▶ _SOURCE DATA_:
/---

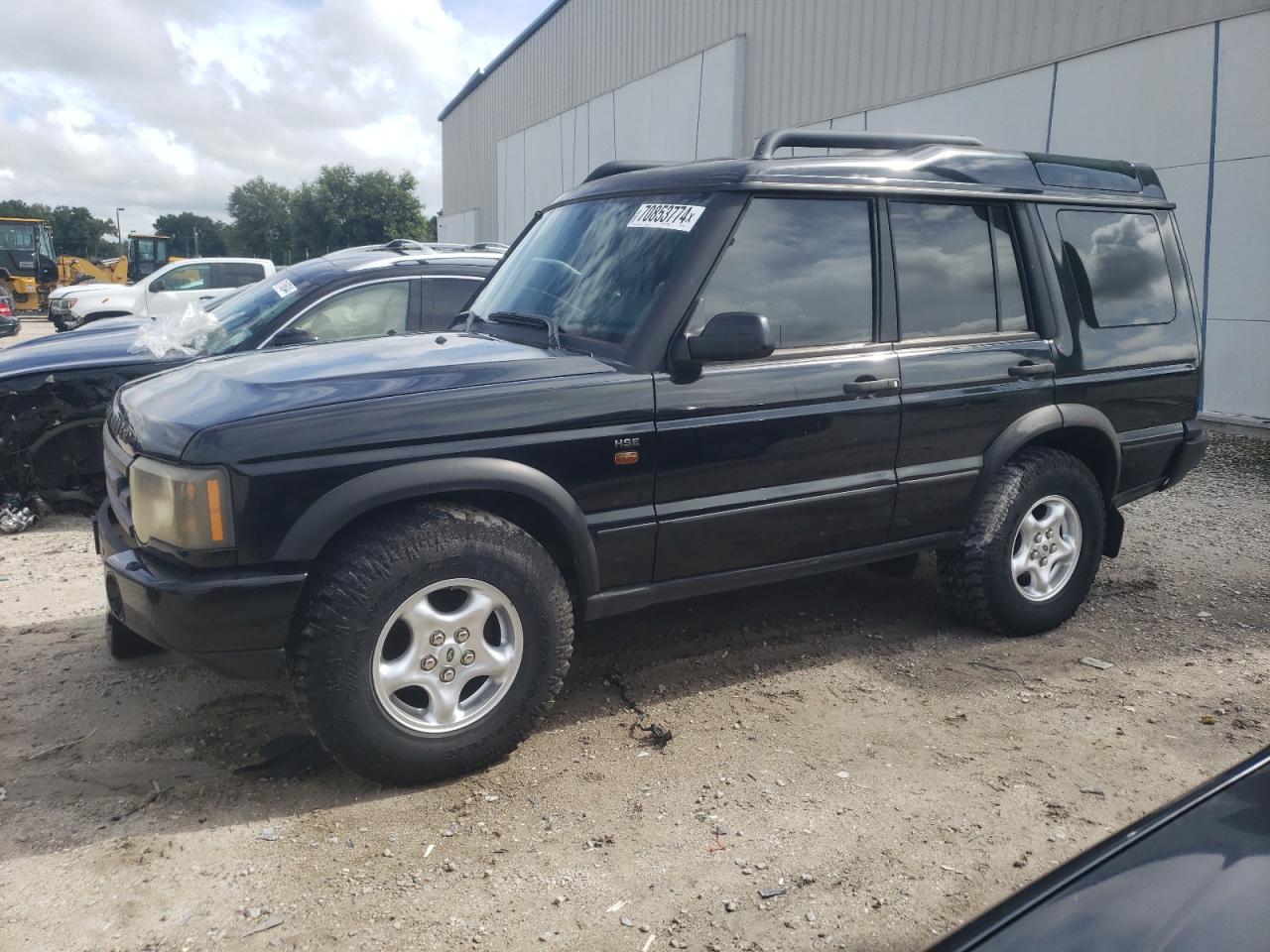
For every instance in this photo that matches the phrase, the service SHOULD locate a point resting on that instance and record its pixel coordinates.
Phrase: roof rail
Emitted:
(822, 139)
(619, 167)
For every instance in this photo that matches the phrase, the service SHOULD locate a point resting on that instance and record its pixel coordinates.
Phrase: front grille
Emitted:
(114, 460)
(121, 428)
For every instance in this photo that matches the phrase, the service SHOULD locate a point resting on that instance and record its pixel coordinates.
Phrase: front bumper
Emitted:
(234, 621)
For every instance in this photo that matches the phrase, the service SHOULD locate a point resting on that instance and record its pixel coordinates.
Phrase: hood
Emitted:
(98, 344)
(103, 298)
(86, 287)
(166, 412)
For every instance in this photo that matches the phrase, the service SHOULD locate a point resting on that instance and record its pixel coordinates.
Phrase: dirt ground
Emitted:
(838, 739)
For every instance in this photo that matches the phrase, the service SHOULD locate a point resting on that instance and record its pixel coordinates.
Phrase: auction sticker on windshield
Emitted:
(677, 217)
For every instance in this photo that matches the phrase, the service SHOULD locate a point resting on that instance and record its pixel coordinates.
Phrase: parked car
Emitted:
(169, 290)
(1191, 878)
(681, 380)
(55, 390)
(9, 320)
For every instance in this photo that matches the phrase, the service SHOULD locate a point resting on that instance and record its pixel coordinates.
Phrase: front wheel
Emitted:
(430, 643)
(1033, 546)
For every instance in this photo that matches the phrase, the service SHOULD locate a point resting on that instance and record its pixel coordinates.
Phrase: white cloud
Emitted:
(167, 108)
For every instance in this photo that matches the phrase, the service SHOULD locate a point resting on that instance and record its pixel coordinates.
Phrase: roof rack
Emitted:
(619, 167)
(822, 139)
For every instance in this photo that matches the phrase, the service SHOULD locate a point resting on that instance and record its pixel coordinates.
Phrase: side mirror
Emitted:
(293, 335)
(733, 335)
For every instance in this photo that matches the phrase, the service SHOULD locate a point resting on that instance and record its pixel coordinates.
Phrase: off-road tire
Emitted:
(356, 589)
(974, 578)
(126, 644)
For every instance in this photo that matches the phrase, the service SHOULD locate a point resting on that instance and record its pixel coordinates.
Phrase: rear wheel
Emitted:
(1033, 546)
(431, 642)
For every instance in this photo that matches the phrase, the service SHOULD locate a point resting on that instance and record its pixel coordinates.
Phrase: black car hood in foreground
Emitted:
(99, 344)
(1192, 878)
(163, 413)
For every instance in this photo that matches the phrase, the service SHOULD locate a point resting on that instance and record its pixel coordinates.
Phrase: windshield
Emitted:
(18, 236)
(241, 313)
(595, 268)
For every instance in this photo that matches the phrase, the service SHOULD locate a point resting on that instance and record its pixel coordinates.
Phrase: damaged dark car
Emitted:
(55, 391)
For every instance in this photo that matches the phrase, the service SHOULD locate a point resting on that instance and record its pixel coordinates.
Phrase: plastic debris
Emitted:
(18, 512)
(183, 333)
(289, 756)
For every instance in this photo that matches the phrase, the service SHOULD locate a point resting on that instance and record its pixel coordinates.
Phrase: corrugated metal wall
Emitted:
(807, 60)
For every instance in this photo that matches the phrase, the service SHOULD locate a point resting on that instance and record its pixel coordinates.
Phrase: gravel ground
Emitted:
(837, 738)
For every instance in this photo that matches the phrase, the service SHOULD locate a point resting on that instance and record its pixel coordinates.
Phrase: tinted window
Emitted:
(235, 275)
(368, 311)
(806, 264)
(943, 270)
(1010, 289)
(448, 296)
(597, 268)
(1118, 262)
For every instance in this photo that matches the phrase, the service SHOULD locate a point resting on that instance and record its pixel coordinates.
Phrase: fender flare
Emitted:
(371, 490)
(1046, 419)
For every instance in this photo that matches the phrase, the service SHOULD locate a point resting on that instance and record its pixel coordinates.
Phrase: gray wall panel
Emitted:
(1148, 100)
(807, 60)
(1010, 112)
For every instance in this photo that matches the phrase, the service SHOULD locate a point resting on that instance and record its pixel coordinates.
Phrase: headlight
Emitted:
(183, 507)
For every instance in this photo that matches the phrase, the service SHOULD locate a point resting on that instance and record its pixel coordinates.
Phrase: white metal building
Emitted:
(1183, 85)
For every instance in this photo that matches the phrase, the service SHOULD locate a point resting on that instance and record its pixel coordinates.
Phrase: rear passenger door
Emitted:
(444, 298)
(792, 456)
(181, 287)
(970, 362)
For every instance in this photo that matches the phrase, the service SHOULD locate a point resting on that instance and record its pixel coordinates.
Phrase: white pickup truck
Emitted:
(167, 291)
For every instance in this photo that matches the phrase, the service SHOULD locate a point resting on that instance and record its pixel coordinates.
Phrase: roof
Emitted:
(925, 167)
(481, 75)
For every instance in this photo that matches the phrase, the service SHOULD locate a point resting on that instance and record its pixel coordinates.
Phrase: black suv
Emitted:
(683, 379)
(55, 391)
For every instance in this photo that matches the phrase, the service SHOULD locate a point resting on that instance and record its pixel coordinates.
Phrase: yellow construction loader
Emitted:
(28, 270)
(145, 254)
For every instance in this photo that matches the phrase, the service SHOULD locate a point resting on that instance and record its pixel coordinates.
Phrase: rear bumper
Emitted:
(234, 621)
(1187, 456)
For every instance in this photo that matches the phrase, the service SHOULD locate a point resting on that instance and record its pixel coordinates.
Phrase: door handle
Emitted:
(870, 385)
(1030, 371)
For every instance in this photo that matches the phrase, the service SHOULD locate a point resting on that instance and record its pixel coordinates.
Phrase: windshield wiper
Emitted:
(529, 320)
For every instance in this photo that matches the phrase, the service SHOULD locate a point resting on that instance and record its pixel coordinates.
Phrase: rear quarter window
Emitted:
(1119, 267)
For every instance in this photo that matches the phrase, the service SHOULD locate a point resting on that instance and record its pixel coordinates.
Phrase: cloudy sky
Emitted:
(164, 107)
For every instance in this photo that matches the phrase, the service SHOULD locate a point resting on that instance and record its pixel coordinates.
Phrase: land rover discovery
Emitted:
(681, 380)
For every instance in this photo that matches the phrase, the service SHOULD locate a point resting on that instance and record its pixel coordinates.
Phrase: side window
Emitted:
(1118, 262)
(1011, 309)
(189, 277)
(367, 311)
(943, 270)
(448, 298)
(806, 264)
(235, 275)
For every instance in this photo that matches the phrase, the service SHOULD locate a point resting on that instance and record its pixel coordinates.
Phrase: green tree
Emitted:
(76, 231)
(343, 207)
(262, 213)
(194, 234)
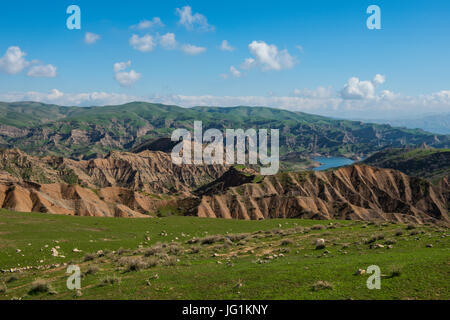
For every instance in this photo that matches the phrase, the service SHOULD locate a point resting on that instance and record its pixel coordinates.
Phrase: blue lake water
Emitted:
(332, 162)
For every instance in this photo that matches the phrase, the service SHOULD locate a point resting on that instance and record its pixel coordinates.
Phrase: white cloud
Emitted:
(13, 61)
(91, 38)
(146, 24)
(42, 71)
(125, 79)
(336, 106)
(70, 99)
(168, 41)
(248, 64)
(144, 44)
(225, 46)
(318, 93)
(235, 72)
(193, 21)
(379, 79)
(192, 50)
(357, 89)
(119, 66)
(269, 57)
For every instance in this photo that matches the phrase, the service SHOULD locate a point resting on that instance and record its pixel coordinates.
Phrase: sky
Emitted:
(312, 56)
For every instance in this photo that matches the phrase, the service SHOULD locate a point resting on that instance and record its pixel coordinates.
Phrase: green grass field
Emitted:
(180, 258)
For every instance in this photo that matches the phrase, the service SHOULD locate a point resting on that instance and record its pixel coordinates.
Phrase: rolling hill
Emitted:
(83, 133)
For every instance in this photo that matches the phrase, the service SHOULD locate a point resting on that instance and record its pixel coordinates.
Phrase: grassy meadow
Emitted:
(193, 258)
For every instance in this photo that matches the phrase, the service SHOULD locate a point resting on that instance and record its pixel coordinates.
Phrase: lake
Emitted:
(332, 162)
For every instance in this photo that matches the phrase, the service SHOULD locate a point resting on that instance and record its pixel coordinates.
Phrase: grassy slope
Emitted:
(424, 271)
(303, 131)
(427, 163)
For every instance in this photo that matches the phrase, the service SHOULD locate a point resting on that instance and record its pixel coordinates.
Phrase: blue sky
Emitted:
(318, 49)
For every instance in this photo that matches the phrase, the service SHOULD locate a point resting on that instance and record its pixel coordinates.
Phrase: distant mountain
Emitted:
(84, 133)
(439, 123)
(425, 162)
(148, 184)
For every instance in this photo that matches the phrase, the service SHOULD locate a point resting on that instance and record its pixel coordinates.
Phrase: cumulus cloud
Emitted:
(379, 79)
(168, 41)
(13, 61)
(147, 24)
(235, 72)
(124, 78)
(145, 43)
(318, 93)
(193, 21)
(192, 50)
(119, 66)
(269, 57)
(248, 64)
(334, 105)
(42, 71)
(225, 46)
(70, 99)
(91, 38)
(358, 90)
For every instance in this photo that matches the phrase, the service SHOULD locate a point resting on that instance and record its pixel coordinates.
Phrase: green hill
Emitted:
(426, 163)
(86, 132)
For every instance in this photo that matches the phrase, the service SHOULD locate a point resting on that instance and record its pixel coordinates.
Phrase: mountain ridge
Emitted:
(91, 132)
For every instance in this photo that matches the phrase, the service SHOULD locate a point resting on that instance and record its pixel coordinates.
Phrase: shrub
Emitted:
(175, 249)
(194, 250)
(169, 261)
(286, 242)
(135, 264)
(211, 239)
(237, 237)
(91, 270)
(39, 286)
(321, 285)
(152, 262)
(11, 279)
(109, 280)
(89, 257)
(396, 272)
(157, 248)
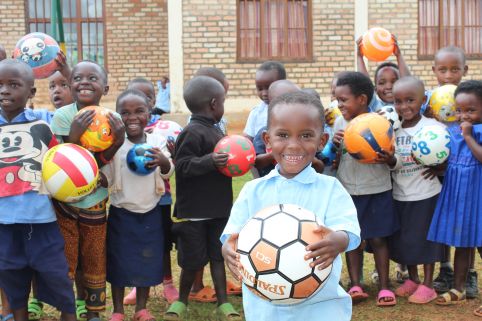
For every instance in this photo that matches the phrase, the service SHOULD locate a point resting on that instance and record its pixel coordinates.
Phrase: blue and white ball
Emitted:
(137, 157)
(431, 145)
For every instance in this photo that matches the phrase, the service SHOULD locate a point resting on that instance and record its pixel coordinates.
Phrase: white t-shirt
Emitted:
(408, 182)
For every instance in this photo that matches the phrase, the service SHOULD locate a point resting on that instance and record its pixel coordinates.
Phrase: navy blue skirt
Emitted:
(135, 248)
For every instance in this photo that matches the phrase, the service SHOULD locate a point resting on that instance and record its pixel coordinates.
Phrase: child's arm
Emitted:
(470, 140)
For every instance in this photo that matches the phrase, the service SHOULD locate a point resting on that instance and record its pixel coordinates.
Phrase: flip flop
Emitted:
(357, 294)
(205, 295)
(383, 294)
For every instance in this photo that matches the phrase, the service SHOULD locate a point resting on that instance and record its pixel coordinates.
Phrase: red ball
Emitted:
(241, 154)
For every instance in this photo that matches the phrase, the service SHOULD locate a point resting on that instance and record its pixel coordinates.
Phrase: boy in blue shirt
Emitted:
(29, 234)
(295, 134)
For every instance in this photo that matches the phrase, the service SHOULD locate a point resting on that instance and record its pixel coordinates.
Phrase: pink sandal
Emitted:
(406, 289)
(423, 295)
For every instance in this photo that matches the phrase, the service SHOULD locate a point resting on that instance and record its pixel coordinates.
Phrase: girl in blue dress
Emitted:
(457, 220)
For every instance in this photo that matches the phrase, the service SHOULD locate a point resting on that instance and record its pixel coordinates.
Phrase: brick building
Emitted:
(152, 38)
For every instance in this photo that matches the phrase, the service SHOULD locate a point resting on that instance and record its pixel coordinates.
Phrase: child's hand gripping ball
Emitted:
(39, 51)
(431, 145)
(241, 155)
(98, 136)
(69, 172)
(272, 250)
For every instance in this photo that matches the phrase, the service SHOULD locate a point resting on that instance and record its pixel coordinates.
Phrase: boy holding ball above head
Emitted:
(295, 134)
(204, 195)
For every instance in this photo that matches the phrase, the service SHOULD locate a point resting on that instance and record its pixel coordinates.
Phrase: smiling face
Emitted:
(294, 136)
(88, 84)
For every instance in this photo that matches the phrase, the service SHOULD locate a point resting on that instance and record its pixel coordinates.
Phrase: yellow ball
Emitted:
(442, 102)
(69, 172)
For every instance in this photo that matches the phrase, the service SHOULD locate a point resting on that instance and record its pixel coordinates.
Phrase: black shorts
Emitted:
(198, 242)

\---

▶ _WHAT YOU SHOULD DO_:
Identify each line in the data above that contains the string "shirt" and copy those lines in their original order.

▶ _SOLUTION TO THIS EXERCISE_:
Phrase: white t-shirt
Phrase: boy in blue shirt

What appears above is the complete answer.